- ASSIGNMENT: Could you copy out the whole announcement below about Katharine Cheung becoming interim director of the UVM Center on Aging, word for word?

- SELECTED PASSAGE:
'''
September 27, 2023 by
Janet Essman Franz
Katharine Cheung, M.D., Ph.D., serves as Interim Director of the Center on Aging.
Katharine L. Cheung, M.D., Ph.D., assistant professor of medicine, assumed the role of Interim Director of the UVM Center on Aging at the Larner College of Medicine, effective September 1, 2023. A geriatric and palliative nephrologist, Cheung served on the Center on Aging faculty advisory board for six years before stepping into the directorship role. She succeeds Michael LaMantia, M.D., M.P.H., associate professor of medicine and division chief for geriatric medicine, who served as the Center on Aging director from 2017-2023.
Cheung came to UVM in 2013 as a postdoctoral associate, following her medical residency at Stanford University School of Medicine. She worked with Larner College of Medicine researchers on a longitudinal study, the Women’s Health Initiative, investigating the association of kidney disease and vasomotor symptoms. She joined the UVM faculty in 2017 and completed her Ph.D. the following year. In 2020 she was recognized as the UVM Health Network Medical Group’s Dean’s Excellence in Research Junior Investigator of the Year.
Cheung is actively engaged in clinical practice, community service, and research focused on the care of older adults with advanced kidney disease and cognitive impairment. Alzheimer’s disease and related dementias affect up to 48 percent of people living with kidney disease, and often go unnoticed. As an investigator in the Vermont Conversation Lab, Cheung uses human coding and artificial intelligence to detect cognitive impairment in palliative care conversations with dialysis patients.
'''
- INPUT DATA:
'''
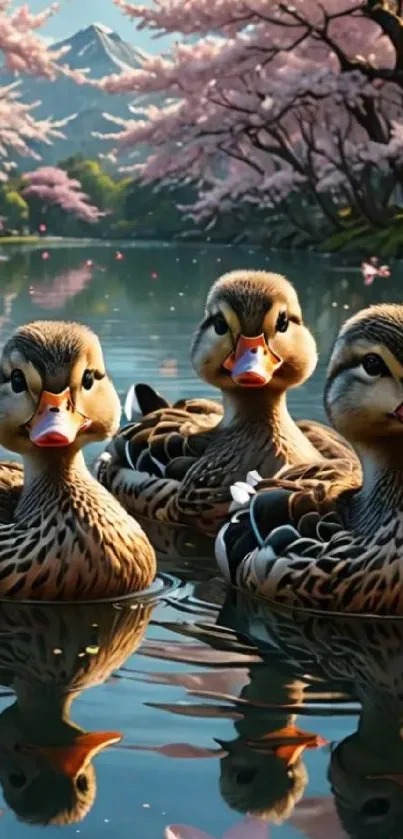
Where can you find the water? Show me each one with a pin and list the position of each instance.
(197, 718)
'''
- RESPONSE BOX:
September 27, 2023 by
Janet Essman Franz
Katharine Cheung, M.D., Ph.D., serves as Interim Director of the Center on Aging.
Katharine L. Cheung, M.D., Ph.D., assistant professor of medicine, assumed the role of Interim Director of the UVM Center on Aging at the Larner College of Medicine, effective September 1, 2023. A geriatric and palliative nephrologist, Cheung served on the Center on Aging faculty advisory board for six years before stepping into the directorship role. She succeeds Michael LaMantia, M.D., M.P.H., associate professor of medicine and division chief for geriatric medicine, who served as the Center on Aging director from 2017-2023.
Cheung came to UVM in 2013 as a postdoctoral associate, following her medical residency at Stanford University School of Medicine. She worked with Larner College of Medicine researchers on a longitudinal study, the Women’s Health Initiative, investigating the association of kidney disease and vasomotor symptoms. She joined the UVM faculty in 2017 and completed her Ph.D. the following year. In 2020 she was recognized as the UVM Health Network Medical Group’s Dean’s Excellence in Research Junior Investigator of the Year.
Cheung is actively engaged in clinical practice, community service, and research focused on the care of older adults with advanced kidney disease and cognitive impairment. Alzheimer’s disease and related dementias affect up to 48 percent of people living with kidney disease, and often go unnoticed. As an investigator in the Vermont Conversation Lab, Cheung uses human coding and artificial intelligence to detect cognitive impairment in palliative care conversations with dialysis patients.